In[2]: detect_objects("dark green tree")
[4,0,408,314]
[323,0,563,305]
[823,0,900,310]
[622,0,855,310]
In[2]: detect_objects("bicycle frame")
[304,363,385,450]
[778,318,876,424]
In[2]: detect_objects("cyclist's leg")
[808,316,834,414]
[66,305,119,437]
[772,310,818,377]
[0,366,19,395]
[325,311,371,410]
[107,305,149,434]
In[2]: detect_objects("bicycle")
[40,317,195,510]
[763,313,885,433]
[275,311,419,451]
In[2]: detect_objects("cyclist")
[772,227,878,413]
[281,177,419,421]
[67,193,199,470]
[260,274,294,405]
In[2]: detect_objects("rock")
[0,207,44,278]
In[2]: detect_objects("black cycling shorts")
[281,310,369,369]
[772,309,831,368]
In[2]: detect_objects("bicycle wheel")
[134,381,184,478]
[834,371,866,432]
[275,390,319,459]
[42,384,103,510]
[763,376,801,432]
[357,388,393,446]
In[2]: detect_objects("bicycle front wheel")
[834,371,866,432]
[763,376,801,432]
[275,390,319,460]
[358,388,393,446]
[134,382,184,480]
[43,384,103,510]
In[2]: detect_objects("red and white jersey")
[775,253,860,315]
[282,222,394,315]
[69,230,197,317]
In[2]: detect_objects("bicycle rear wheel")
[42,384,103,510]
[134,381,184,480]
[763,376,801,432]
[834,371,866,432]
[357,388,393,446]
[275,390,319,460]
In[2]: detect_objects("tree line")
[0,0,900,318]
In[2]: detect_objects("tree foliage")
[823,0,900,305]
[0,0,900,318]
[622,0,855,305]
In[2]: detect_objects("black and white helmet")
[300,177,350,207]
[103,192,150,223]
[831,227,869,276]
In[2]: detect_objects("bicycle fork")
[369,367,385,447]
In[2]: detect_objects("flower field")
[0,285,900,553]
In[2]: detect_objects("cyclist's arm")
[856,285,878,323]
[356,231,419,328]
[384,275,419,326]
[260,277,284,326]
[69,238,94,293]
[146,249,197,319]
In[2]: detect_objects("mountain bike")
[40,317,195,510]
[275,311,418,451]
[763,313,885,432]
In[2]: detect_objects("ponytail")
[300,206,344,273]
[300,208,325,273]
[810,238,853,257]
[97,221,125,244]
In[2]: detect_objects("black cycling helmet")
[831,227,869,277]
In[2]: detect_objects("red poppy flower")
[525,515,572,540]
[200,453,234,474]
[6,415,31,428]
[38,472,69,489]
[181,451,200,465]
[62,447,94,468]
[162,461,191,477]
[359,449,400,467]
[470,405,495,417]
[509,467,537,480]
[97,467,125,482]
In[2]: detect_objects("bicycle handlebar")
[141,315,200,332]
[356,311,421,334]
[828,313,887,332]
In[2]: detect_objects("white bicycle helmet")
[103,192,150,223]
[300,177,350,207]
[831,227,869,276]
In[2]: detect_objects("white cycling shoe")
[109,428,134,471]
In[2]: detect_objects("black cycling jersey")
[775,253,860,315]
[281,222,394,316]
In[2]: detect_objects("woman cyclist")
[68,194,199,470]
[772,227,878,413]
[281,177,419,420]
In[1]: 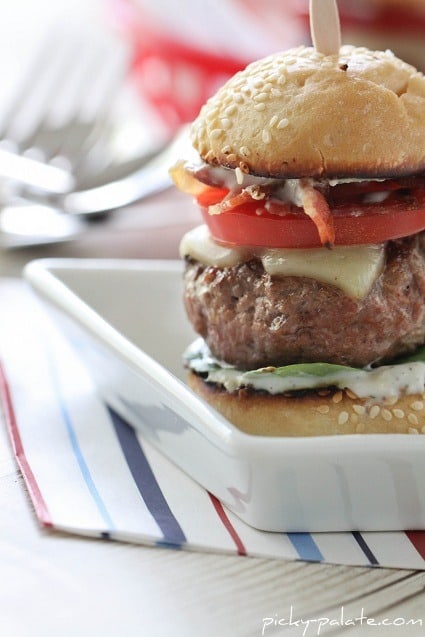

* * *

▸ **EXERCISE OBJECTIVE**: Copy every item above word for word, leaving out the picture.

▸ **REPLY TO THE EXERCISE**:
In[2]: detect_objects("dark green tree")
[4,0,408,314]
[323,0,563,305]
[823,0,900,310]
[622,0,855,310]
In[2]: detect_objects("bicycle frame")
[304,363,385,450]
[778,318,876,424]
In[2]: detect_objects("cyclist's leg")
[808,316,834,414]
[66,305,119,437]
[772,310,818,377]
[0,366,19,395]
[325,311,371,410]
[107,305,149,434]
In[2]: detect_objects("bicycle")
[40,317,195,510]
[763,313,885,433]
[275,311,419,451]
In[2]: detect_objects("cyclist")
[772,227,878,413]
[281,177,419,421]
[67,193,199,470]
[260,274,294,405]
In[2]: detect_objects("rock")
[0,207,44,278]
In[2]: detect_objects("black cycling shorts")
[281,310,369,369]
[772,309,831,368]
In[2]: detect_objects("bicycle wheel")
[134,381,184,478]
[834,371,866,432]
[275,390,319,459]
[42,384,103,510]
[763,376,801,432]
[357,388,393,446]
In[2]: detect_objects("bicycle front wheel")
[834,371,866,432]
[763,376,801,432]
[275,390,319,460]
[358,388,393,446]
[134,382,184,480]
[43,384,103,510]
In[2]: detect_objects("red and white jersey")
[775,253,860,315]
[282,222,394,315]
[69,230,197,317]
In[2]: detect_objects("bicycle rear wheel")
[42,384,103,510]
[134,381,184,480]
[763,376,801,432]
[834,371,866,432]
[357,388,393,446]
[275,390,319,460]
In[2]: detect_objects("tree line")
[0,0,900,318]
In[2]: detect_objects("tree foliage")
[823,0,900,305]
[0,0,900,318]
[622,0,855,305]
In[2]: detect_objects("black and white helmet")
[300,177,350,207]
[103,192,150,223]
[831,227,869,276]
In[2]: detect_objects("bicycle fork")
[369,367,385,447]
In[2]: detect_objects("flower field")
[0,285,900,553]
In[2]: detect_objects("cyclist's arm")
[856,285,878,323]
[356,231,419,328]
[384,275,419,326]
[260,277,284,326]
[69,238,94,293]
[146,249,197,319]
In[2]: detect_objects("mountain bike")
[40,317,195,510]
[275,311,418,451]
[763,313,885,432]
In[2]: detect_objects("ponytail")
[300,206,344,273]
[300,208,325,273]
[810,238,853,257]
[97,221,125,244]
In[2]: detect_objects("black cycling helmet")
[831,227,869,277]
In[2]: detect_objects("red poppy flower")
[525,515,572,540]
[200,453,234,474]
[6,415,31,428]
[38,472,69,489]
[181,451,200,465]
[62,447,94,468]
[162,461,191,477]
[359,449,400,467]
[470,405,495,417]
[509,467,537,480]
[97,467,125,482]
In[2]: detect_objects("bicycle handlebar")
[141,315,200,332]
[356,311,421,334]
[828,313,887,332]
In[2]: detect_objects("white bicycle helmet")
[103,192,150,223]
[300,177,350,207]
[831,227,869,276]
In[2]: detect_objects("white cycling shoe")
[109,428,134,471]
In[2]: detect_objects("black cycling jersey")
[775,253,860,315]
[281,222,394,316]
In[2]: detect_objects("woman cyclist")
[68,194,199,470]
[772,227,878,413]
[281,177,419,420]
In[1]: 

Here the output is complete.